# [Description of the task]
List each line of the data that holds the string "hillside".

# [Available data]
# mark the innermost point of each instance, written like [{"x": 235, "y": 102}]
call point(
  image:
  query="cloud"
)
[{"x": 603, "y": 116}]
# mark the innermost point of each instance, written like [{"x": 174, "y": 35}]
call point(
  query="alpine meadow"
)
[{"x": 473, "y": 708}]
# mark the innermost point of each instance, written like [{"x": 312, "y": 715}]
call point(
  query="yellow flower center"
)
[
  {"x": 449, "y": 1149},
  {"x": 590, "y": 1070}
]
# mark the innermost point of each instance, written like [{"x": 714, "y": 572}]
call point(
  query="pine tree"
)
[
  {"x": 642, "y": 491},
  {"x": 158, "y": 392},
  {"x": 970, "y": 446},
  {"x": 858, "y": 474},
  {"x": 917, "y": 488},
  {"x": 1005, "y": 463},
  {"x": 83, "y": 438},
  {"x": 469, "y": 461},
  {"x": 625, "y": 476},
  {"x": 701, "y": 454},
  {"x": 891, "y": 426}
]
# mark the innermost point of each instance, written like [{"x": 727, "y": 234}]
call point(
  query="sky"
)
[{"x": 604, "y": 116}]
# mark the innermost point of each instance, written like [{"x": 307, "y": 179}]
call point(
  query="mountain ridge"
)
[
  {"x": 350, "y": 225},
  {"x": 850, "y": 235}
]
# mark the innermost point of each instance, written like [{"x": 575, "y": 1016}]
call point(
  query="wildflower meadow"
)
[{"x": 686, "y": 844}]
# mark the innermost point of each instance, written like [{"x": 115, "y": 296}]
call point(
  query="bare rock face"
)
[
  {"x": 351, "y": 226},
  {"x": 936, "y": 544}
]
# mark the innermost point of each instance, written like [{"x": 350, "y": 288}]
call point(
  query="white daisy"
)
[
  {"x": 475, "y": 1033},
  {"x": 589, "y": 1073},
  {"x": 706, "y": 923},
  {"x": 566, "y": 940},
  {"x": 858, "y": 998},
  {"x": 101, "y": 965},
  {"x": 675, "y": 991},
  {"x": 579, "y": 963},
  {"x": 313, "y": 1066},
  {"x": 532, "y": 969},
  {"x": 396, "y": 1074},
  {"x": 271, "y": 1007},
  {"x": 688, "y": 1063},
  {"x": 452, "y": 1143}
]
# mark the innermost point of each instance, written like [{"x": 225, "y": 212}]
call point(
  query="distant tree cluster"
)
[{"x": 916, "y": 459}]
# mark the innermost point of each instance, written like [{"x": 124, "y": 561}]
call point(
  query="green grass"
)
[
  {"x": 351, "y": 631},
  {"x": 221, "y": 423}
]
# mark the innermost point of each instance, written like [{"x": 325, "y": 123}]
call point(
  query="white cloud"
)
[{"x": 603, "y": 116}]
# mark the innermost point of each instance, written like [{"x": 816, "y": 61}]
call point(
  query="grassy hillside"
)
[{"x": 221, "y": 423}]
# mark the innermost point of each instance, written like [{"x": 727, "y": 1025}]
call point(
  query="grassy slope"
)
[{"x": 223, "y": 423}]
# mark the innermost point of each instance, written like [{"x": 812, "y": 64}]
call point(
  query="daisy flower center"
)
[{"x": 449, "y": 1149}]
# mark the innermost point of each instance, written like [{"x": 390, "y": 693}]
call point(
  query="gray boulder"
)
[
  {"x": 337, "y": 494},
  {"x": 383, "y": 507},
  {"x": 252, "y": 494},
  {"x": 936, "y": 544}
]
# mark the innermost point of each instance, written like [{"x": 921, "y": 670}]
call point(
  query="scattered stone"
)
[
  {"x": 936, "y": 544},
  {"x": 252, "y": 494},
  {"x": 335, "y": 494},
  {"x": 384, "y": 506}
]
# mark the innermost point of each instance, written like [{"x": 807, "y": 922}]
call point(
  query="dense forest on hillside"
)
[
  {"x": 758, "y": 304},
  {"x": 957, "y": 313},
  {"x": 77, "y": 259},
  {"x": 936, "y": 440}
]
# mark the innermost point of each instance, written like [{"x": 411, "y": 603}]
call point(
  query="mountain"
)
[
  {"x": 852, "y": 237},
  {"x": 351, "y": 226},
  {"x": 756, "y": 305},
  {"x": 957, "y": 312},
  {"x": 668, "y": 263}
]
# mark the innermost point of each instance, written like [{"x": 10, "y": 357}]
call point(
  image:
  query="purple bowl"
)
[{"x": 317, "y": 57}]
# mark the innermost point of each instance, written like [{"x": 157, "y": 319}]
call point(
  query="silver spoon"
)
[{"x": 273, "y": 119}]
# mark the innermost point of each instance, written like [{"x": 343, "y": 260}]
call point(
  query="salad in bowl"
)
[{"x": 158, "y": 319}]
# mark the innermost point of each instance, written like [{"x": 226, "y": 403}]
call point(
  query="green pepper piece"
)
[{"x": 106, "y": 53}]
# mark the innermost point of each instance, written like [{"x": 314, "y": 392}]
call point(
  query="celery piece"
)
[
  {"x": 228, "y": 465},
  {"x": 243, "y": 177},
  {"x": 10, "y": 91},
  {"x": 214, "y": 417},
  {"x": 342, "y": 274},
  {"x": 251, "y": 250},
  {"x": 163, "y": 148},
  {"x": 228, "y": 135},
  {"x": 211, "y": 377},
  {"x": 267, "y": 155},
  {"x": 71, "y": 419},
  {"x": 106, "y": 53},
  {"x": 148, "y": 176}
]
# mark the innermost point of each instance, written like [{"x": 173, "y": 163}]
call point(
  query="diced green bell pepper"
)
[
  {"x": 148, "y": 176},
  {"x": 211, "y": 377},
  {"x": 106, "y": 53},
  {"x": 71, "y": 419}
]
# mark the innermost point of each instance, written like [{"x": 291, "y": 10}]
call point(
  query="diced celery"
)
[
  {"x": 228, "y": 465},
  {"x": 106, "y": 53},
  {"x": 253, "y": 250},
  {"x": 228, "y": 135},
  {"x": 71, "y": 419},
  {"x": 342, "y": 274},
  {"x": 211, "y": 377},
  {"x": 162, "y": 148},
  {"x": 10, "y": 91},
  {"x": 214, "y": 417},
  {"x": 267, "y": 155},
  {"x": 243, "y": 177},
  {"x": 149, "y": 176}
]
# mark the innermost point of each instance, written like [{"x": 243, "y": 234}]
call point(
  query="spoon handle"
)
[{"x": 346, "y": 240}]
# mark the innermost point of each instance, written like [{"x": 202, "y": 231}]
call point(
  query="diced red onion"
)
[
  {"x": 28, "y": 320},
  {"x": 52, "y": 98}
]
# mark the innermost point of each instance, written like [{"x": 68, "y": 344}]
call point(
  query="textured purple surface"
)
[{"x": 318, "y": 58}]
...
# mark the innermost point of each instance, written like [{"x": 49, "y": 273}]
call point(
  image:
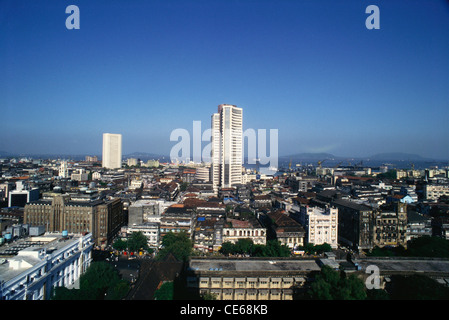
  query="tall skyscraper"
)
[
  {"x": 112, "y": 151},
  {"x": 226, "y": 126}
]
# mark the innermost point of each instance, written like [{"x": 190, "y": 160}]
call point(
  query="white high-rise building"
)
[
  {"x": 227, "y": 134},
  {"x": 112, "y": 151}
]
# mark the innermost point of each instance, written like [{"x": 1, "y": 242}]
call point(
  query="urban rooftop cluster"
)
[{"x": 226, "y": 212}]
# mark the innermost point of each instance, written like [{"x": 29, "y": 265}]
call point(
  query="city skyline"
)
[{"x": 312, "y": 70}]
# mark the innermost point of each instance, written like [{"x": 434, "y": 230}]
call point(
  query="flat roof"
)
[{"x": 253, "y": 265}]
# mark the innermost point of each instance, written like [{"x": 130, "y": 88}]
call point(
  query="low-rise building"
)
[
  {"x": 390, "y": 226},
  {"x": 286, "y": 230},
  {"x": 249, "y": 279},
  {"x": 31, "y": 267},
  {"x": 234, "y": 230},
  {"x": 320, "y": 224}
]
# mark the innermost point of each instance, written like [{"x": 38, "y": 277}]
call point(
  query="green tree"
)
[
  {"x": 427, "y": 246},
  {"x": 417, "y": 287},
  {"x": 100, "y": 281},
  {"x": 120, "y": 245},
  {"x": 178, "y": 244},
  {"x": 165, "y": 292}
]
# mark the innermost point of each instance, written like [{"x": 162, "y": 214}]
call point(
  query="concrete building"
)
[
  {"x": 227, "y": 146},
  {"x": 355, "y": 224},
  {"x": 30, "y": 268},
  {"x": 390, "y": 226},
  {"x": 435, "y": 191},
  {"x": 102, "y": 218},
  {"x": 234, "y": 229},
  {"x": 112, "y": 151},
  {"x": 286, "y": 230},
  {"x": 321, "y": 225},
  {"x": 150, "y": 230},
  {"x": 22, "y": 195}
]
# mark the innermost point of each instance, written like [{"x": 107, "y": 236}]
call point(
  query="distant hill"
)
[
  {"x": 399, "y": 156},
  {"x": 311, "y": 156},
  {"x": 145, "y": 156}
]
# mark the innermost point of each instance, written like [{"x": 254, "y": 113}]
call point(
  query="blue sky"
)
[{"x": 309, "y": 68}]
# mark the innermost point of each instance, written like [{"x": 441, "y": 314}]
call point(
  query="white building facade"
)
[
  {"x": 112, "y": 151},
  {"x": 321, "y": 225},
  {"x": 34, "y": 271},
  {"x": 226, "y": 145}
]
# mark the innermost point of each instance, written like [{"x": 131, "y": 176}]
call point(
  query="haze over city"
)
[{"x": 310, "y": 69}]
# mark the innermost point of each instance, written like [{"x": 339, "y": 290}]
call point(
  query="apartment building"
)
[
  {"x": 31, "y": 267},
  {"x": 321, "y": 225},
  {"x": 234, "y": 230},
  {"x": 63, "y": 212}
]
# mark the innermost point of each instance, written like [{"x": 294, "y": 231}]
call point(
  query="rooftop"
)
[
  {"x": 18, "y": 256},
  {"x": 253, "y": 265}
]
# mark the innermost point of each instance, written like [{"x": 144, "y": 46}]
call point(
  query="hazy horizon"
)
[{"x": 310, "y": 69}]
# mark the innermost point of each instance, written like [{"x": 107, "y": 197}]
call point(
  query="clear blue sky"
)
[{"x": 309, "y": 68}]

# [Exercise output]
  query="grassy hillside"
  query="dense forest on hillside"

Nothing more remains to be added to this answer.